- Active: September 1861 to July 11, 1865
- Country: United States
- Allegiance: Union
- Branch: Union Army
- Type: Infantry
- Engagements: Battle of McDowell; Battle of Cross Keys; Battle of Cedar Mountain; Second Battle of Bull Run; Battle of Chancellorsville; Gettysburg campaign; Battle of Gettysburg; Battle of Wauhatchie; Chattanooga campaign; Battle of Missionary Ridge; Atlanta campaign; Battle of Resaca; Battle of Dallas; Battle of New Hope Church; Battle of Allatoona; Battle of Kennesaw Mountain; Battle of Peachtree Creek; Siege of Atlanta; Sherman's March to the Sea; Carolinas campaign; Battle of Bentonville;

= 55th Ohio Infantry Regiment =

The 55th Ohio Infantry Regiment was an infantry regiment in the Union Army during the American Civil War.

==Service==
The 55th Ohio Infantry Regiment was organized at Camp McClellan in Norwalk, Ohio September through December 1861 and mustered in for three years service on January 25, 1862, under the command of Colonel John C. Lee.

[Records from a data collection]
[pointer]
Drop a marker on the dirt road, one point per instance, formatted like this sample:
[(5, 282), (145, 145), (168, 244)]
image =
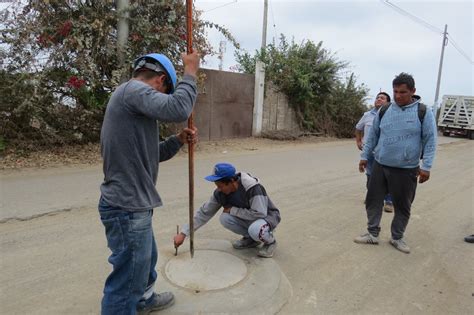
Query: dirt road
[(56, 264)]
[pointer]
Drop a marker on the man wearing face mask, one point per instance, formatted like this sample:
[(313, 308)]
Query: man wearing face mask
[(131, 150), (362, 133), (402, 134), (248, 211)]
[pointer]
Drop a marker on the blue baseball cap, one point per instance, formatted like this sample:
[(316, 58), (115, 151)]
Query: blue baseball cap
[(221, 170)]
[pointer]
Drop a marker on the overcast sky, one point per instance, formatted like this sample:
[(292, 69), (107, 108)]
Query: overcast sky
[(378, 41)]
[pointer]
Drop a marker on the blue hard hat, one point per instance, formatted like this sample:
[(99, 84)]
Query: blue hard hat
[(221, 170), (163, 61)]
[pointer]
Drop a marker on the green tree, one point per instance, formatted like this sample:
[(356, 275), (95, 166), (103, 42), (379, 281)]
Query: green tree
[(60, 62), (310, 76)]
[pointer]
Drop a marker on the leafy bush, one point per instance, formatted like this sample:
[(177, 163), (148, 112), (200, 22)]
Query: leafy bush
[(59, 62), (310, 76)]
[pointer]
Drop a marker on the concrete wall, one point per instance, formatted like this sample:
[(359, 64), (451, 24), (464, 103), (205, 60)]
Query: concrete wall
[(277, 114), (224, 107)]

What is needed
Return the passage of the 55th Ohio Infantry Regiment article from "The 55th Ohio Infantry Regiment was an" to "John C. Lee.", copied verbatim.

In response
The 55th Ohio Infantry Regiment was an infantry regiment in the Union Army during the American Civil War.

==Service==
The 55th Ohio Infantry Regiment was organized at Camp McClellan in Norwalk, Ohio September through December 1861 and mustered in for three years service on January 25, 1862, under the command of Colonel John C. Lee.